**Instruction:** Exactly and only the lines from the one containing "Keypoint placement: for each instance of the road, put" through the close of the entries below are to be set down.

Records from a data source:
----
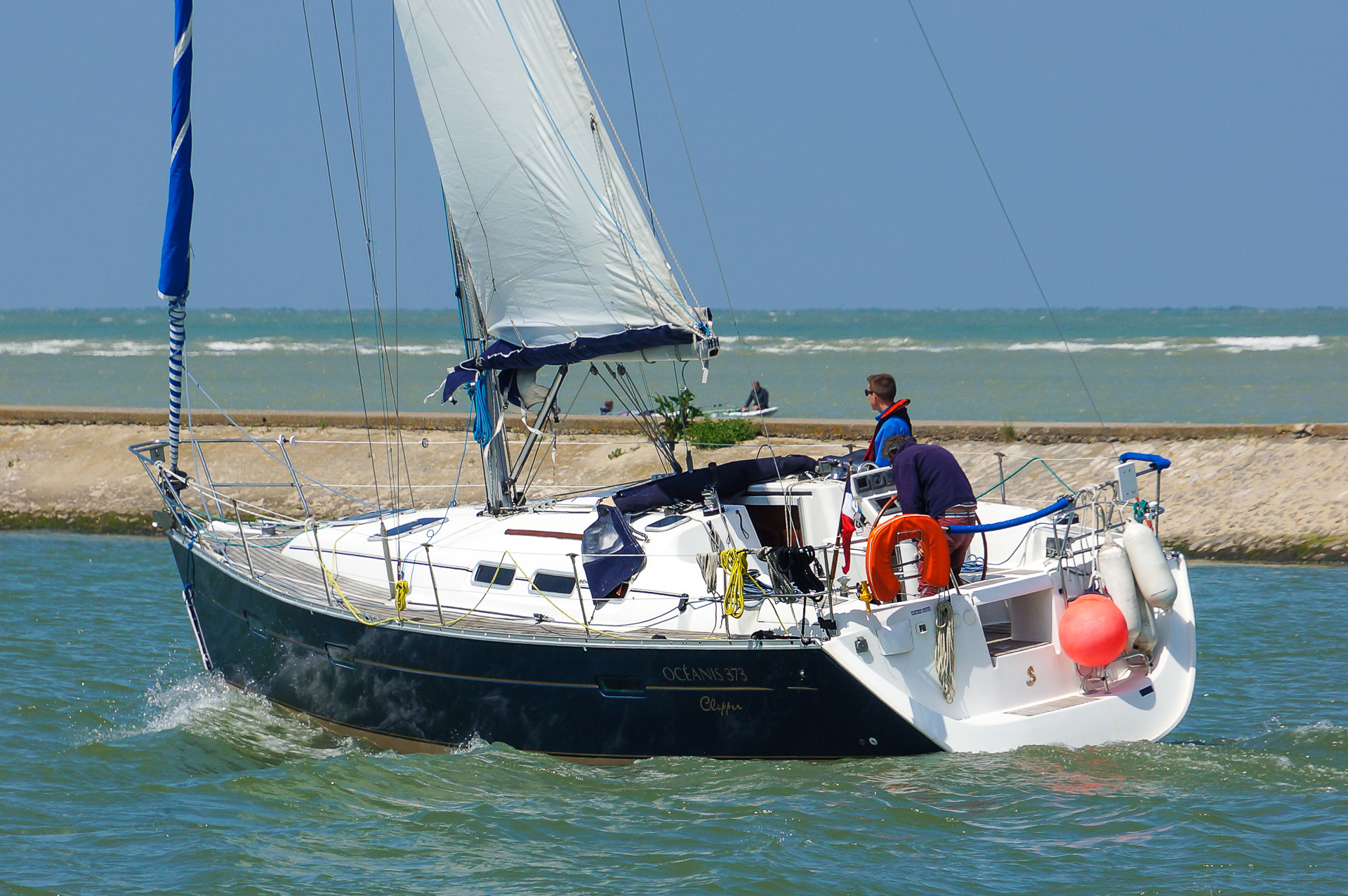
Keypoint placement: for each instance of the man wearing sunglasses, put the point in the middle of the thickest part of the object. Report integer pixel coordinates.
(893, 416)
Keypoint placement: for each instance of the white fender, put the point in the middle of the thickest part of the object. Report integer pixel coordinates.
(1116, 576)
(1149, 564)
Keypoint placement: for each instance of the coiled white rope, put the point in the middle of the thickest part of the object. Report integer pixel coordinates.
(945, 648)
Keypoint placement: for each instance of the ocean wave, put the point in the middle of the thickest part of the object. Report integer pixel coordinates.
(41, 347)
(206, 706)
(219, 348)
(1267, 343)
(1231, 344)
(215, 348)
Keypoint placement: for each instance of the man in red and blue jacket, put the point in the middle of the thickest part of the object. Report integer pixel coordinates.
(893, 418)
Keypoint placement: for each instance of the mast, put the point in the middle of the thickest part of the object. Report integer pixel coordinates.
(173, 262)
(489, 428)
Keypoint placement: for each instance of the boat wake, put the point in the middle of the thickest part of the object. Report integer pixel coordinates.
(205, 706)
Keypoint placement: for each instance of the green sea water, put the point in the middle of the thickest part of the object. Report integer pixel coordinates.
(1216, 365)
(127, 770)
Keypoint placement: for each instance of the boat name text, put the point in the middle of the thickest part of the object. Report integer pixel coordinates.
(729, 674)
(709, 705)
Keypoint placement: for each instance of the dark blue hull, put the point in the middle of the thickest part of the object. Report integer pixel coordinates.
(416, 689)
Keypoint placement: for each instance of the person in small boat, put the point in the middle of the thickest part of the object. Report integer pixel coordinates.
(893, 418)
(929, 480)
(757, 400)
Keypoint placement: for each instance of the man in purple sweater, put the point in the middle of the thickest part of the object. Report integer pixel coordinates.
(930, 481)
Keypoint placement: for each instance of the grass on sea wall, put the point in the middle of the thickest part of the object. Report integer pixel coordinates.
(1314, 548)
(88, 523)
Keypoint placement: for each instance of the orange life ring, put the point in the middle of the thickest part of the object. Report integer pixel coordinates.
(879, 551)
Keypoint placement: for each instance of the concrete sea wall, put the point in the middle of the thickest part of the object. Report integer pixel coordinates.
(1238, 492)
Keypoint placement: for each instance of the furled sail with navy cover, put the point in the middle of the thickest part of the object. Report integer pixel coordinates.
(562, 256)
(174, 256)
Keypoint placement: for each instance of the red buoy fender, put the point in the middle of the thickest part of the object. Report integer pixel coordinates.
(1092, 631)
(879, 553)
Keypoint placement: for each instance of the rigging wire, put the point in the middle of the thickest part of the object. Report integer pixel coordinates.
(631, 85)
(398, 353)
(1010, 224)
(341, 253)
(360, 165)
(701, 202)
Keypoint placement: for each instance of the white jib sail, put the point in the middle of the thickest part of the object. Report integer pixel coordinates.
(560, 246)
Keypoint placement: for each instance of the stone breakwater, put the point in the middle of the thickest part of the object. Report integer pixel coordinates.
(1241, 492)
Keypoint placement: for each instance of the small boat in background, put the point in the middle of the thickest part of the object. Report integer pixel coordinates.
(741, 415)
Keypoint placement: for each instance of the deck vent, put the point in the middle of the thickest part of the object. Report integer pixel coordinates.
(553, 584)
(621, 686)
(341, 657)
(494, 576)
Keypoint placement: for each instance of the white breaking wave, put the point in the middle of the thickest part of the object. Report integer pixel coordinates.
(212, 348)
(223, 348)
(758, 344)
(1267, 343)
(1087, 345)
(39, 347)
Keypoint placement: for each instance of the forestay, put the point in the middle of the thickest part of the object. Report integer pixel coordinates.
(561, 251)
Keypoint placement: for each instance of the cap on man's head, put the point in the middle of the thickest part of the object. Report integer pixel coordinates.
(883, 387)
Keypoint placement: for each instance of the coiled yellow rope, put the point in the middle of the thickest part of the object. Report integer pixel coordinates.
(735, 562)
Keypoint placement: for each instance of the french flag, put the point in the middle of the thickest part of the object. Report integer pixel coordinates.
(847, 525)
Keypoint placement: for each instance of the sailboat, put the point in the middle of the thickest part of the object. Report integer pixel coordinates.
(775, 608)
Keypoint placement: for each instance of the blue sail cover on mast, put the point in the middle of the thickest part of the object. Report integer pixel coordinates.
(173, 261)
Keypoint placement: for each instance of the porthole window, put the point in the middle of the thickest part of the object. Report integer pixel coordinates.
(555, 584)
(494, 576)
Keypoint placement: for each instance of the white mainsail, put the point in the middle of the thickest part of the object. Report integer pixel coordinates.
(560, 246)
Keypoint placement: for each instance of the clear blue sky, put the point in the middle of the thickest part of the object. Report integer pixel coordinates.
(1151, 154)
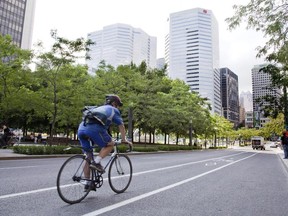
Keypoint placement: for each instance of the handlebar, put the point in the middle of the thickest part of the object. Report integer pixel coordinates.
(118, 142)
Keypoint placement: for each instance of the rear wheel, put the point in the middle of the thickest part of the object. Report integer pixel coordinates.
(120, 173)
(71, 181)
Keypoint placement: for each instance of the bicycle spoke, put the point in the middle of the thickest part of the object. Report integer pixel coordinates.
(120, 173)
(71, 180)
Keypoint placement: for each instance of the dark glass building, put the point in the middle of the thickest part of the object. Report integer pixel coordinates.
(16, 20)
(230, 95)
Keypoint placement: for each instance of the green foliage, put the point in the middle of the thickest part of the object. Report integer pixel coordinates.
(269, 17)
(45, 150)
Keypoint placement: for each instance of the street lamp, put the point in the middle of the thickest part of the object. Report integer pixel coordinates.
(215, 141)
(190, 132)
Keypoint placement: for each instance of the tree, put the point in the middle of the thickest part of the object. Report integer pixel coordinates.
(52, 68)
(269, 17)
(15, 81)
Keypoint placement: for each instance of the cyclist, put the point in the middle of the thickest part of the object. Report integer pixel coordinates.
(97, 132)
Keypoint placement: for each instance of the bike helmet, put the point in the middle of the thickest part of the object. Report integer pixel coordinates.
(113, 98)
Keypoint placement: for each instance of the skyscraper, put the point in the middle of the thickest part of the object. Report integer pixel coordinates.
(17, 20)
(121, 44)
(261, 83)
(192, 53)
(246, 100)
(230, 95)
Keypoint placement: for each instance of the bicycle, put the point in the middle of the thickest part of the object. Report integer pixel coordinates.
(73, 186)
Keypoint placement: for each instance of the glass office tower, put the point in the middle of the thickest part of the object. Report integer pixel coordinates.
(192, 53)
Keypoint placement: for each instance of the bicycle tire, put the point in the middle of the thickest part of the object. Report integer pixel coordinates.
(120, 173)
(71, 180)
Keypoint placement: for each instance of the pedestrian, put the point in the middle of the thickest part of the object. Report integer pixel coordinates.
(284, 143)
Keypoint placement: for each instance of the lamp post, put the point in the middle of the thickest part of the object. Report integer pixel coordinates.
(215, 141)
(190, 132)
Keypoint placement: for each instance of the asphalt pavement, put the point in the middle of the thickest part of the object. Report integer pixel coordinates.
(8, 154)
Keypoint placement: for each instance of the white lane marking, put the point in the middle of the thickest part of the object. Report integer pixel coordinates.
(26, 193)
(23, 167)
(134, 199)
(134, 174)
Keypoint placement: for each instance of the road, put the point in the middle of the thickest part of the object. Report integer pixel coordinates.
(211, 182)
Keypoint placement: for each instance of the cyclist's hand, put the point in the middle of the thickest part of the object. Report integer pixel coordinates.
(127, 142)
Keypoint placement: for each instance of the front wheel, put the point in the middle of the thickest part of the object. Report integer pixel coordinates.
(120, 173)
(71, 180)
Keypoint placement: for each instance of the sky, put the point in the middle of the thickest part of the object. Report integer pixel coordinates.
(76, 18)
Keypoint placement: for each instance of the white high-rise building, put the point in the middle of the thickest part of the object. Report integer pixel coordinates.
(246, 100)
(121, 44)
(192, 53)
----
**Final answer:**
Keypoint placement: for each instance of the road, put the point in the middle of the thickest part of the object. Report integer pixel coordinates.
(211, 182)
Keypoint placement: for each instance of the cyclist's hand, put the point in the middle of the thickest part of the object. Report integer pixel coordinates.
(127, 142)
Keypoint placement: for each instance of the front wheel, put the point in the middle of the thickest part of the object. Report integer pixel coordinates.
(120, 173)
(71, 180)
Keypoint placement: for each instance of the sky, put the point in the middle of the thickest part of the object. Report integer pixel coordinates.
(76, 18)
Keypoint placement: for each instance of the white high-rise building, put the point in the middle of the thickest part of the object. Report integer pixel coordinates.
(246, 100)
(121, 44)
(192, 53)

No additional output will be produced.